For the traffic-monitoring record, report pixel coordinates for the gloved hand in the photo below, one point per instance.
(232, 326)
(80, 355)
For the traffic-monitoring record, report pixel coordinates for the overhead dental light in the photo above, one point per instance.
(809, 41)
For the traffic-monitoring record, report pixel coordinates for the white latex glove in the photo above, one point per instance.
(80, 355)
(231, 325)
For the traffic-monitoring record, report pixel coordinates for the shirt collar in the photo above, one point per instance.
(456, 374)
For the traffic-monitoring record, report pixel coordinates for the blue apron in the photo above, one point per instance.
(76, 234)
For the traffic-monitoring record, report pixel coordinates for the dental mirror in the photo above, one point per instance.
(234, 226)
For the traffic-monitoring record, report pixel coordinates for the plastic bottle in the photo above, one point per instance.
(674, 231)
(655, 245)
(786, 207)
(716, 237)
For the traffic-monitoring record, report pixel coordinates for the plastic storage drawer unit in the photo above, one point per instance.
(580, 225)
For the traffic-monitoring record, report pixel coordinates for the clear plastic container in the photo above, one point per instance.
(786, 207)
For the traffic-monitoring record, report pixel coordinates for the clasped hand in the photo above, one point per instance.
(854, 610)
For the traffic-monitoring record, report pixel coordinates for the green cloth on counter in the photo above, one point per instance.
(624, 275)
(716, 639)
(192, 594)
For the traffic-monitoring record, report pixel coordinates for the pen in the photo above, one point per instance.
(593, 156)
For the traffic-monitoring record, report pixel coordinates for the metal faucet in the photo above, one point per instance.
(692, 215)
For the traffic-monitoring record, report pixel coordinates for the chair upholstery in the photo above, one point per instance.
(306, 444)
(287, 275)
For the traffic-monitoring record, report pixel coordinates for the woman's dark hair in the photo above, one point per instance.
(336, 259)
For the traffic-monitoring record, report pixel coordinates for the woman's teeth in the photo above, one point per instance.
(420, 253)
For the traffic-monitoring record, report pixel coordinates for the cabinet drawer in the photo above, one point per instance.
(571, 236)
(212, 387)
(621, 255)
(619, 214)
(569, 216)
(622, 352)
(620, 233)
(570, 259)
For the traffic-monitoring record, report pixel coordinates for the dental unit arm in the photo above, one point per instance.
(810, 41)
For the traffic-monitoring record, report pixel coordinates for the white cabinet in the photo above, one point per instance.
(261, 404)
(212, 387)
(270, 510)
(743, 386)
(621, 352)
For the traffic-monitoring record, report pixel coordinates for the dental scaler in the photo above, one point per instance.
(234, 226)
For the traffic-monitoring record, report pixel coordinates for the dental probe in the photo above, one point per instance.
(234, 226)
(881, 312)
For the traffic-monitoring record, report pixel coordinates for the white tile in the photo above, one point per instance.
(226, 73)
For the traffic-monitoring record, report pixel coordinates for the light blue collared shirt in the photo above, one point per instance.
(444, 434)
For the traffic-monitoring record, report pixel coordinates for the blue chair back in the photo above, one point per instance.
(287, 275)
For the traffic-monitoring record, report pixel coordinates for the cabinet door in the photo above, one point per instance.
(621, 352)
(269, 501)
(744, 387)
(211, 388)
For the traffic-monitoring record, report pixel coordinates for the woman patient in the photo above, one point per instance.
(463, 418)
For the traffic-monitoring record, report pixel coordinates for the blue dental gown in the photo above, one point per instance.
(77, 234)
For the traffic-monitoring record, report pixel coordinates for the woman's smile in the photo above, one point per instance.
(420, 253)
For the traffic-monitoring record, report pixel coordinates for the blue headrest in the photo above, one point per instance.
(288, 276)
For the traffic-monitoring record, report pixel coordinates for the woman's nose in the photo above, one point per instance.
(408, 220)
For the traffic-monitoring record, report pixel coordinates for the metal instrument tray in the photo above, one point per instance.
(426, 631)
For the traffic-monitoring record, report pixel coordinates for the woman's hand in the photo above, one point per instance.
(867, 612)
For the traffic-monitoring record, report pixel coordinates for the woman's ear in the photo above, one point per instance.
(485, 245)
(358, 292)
┄┄┄┄┄┄┄┄┄┄┄┄┄┄┄┄┄┄┄┄
- _What you need to do_
For every line in the material, write out an exact copy.

- _Exercise result_
For the traffic-monitoring record, report pixel coordinates for the gloved hand in the photo below, one point per instance.
(232, 326)
(80, 355)
For the traffic-monitoring record, report pixel coordinates for the overhead dental light in the photo above, one point per instance.
(809, 41)
For the traffic-monitoring record, report pixel coordinates for the white latex glove in the photo above, one point per instance.
(80, 355)
(231, 325)
For the traffic-monitoring record, report pixel coordinates for the shirt collar in the photo above, one point per instance.
(456, 374)
For the traffic-monitoring record, report pixel coordinates for the blue apron in the photo above, one point per instance.
(76, 234)
For the traffic-monitoring record, report pixel coordinates for the dental mirror in the photo above, one point per instance.
(234, 226)
For the traffic-monitoring record, report pixel coordinates for the plastic bottle in the photo above, one point per instance.
(674, 231)
(655, 245)
(786, 207)
(716, 237)
For the traffic-monitoring record, report pixel coordinates for the plastic storage drawer unit in the photo above, one point per instance.
(580, 225)
For the traffic-monitoring record, report pixel coordinates for the clear plastic container in the photo above, one point per instance.
(786, 207)
For the traffic-monitoring record, report pixel coordinates for the clasped hand in the photo above, one point per instance.
(854, 610)
For the traffic-monitoring record, report pixel coordinates for the green cloth on counter in the photo above, one point per instance.
(624, 275)
(716, 639)
(192, 594)
For the traffic-monitoring record, report pixel coordinates for the pen in the photo above, one point per instance.
(593, 156)
For the traffic-monitoring record, report pixel coordinates for the metal faucet in the photo above, one point per instance.
(692, 215)
For the traffic-monitoring record, report pixel coordinates for the chair upholstery in the photo above, one point per instance.
(306, 444)
(287, 275)
For the traffic-monitoring record, report pixel coordinates for the woman's dark hair in the photo above, one point per instance.
(336, 259)
For the traffic-monitoring record, report pixel coordinates for the woman's teeth in the photo above, one point per instance.
(420, 253)
For the traffic-monitoring record, report pixel coordinates for the cabinet drawer in the photo above, one point per instance.
(571, 236)
(212, 387)
(621, 255)
(619, 214)
(569, 216)
(622, 352)
(620, 233)
(570, 259)
For the traffic-monitoring record, report pixel coordinates for the dental unit arm in the photo above, one point per instance.
(810, 41)
For the traffic-monitoring record, report pixel coordinates for the white cabinet in the photo above, one point per instance.
(261, 404)
(212, 387)
(270, 510)
(743, 386)
(621, 352)
For the traffic-monitoring record, report pixel coordinates for the dental scaler in the photo above, one point per instance.
(234, 226)
For the traffic-monitoring record, report pixel coordinates for the dental probe in the photo above, one point per instance.
(234, 226)
(881, 312)
For the traffic-monitoring record, report pixel coordinates for the white tile in the photo above, one point per instance.
(226, 73)
For the traffic-monitoring record, report pixel coordinates for the light blue collared shirt in the photo above, one point per instance.
(444, 434)
For the traffic-monitoring record, report pixel coordinates for the blue chair back in the photo above, one point per instance.
(287, 275)
For the traffic-monitoring record, report pixel coordinates for the cabinet door in the photo above, one point per instance.
(621, 352)
(269, 501)
(744, 387)
(211, 388)
For the traffic-monitoring record, report pixel coordinates for the woman patient in the photo above, one point per instance.
(463, 418)
For the traffic-monitoring record, report pixel coordinates for the blue dental gown in the photo above, one point per instance.
(77, 234)
For the traffic-monitoring record, report pixel coordinates for the woman's smile in the photo above, one point per instance.
(420, 253)
For the traffic-monitoring record, report pixel coordinates for the blue headrest in the photo above, one point per instance.
(288, 276)
For the traffic-monitoring record, report pixel coordinates for the woman's nose in the photo above, one point per instance.
(408, 220)
For the traffic-monitoring record, report pixel coordinates for the metal instrument tray in the photo above, one point per instance.
(426, 631)
For the traffic-monitoring record, report pixel coordinates for the woman's hand in the photo above, one point per instance.
(867, 612)
For the traffic-monitoring record, report pixel coordinates for the woman's ear in the photo above, one point per instance.
(485, 245)
(358, 292)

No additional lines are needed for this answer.